[[ Data excerpts, beginning ]]

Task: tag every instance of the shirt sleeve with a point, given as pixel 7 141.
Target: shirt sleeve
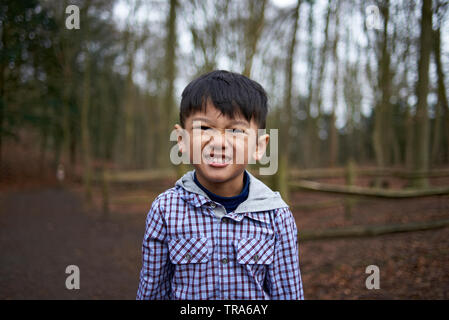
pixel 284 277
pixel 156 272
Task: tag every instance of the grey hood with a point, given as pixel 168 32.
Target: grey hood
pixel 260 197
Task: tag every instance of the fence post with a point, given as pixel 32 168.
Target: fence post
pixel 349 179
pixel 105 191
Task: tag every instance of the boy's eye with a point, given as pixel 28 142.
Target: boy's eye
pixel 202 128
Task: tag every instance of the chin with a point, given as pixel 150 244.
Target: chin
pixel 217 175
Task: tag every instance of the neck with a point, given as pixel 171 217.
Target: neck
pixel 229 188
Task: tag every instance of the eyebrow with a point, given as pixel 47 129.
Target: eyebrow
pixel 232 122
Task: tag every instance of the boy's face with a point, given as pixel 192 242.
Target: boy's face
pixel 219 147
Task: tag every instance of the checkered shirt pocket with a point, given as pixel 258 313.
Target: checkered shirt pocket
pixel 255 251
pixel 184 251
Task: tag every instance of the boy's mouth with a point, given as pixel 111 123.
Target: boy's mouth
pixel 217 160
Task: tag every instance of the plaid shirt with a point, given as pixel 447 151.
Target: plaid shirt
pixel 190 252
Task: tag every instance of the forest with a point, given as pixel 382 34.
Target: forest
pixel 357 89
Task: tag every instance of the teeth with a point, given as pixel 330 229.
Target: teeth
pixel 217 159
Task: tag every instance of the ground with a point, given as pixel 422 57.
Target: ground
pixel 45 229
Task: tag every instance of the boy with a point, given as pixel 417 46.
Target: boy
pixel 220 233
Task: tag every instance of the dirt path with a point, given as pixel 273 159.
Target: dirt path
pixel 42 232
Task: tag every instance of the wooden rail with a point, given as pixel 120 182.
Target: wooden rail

[[ Data excerpts, end ]]

Write out every line of the entries above exactly, and omit their pictures.

Task: tag every instance of the shirt sleeve with a point, given as pixel 7 141.
Target: shirt sleeve
pixel 284 277
pixel 156 272
Task: tag every instance of the grey hood with a point, given as pixel 168 32.
Target: grey hood
pixel 260 197
Task: tag every instance of the fence post with a point, given as pixel 32 168.
Target: fence post
pixel 349 179
pixel 105 191
Task: tag every instance of the boy's eye with a point, given as pixel 28 142.
Target: boy's eye
pixel 202 128
Task: tag every instance of the chin with a point, given as pixel 150 244.
Target: chin
pixel 217 175
Task: tag every instance of the neck with a point, given as pixel 171 217.
Target: neck
pixel 229 188
Task: tag every instance of the eyebrow with a point, given as pixel 47 129.
Target: eyebrow
pixel 232 122
Task: tag every instance of the boy's face with a point, given as pixel 192 242.
Target: boy's face
pixel 219 147
Task: tag every instance of the checkered shirt pocket with a point, given as pixel 258 313.
Target: checkered shirt pocket
pixel 255 251
pixel 184 251
Task: tag every instance of the boy's mouth with a point, given as pixel 111 123.
Target: boy's mouth
pixel 217 160
Task: tag every instance of the plaid shirt with a point, given as pixel 447 151.
Target: plaid shirt
pixel 190 252
Task: tag every instance of the forest with a point, given as pixel 382 34.
Target: forest
pixel 357 89
Task: tag every instance of the teeth with a point, given as pixel 330 229.
Target: teeth
pixel 217 159
Task: tag every instance of the ground with a point, given as pixel 422 57.
Target: ground
pixel 45 229
Task: tag every instance of the boy with a point, given as pixel 417 46.
Target: boy
pixel 220 233
Task: tag every instance of the dirt path with a point, given as pixel 273 159.
Target: dirt path
pixel 42 232
Task: tag every instance of the wooden rail with a point, given as pixel 120 182.
Target: wooden rail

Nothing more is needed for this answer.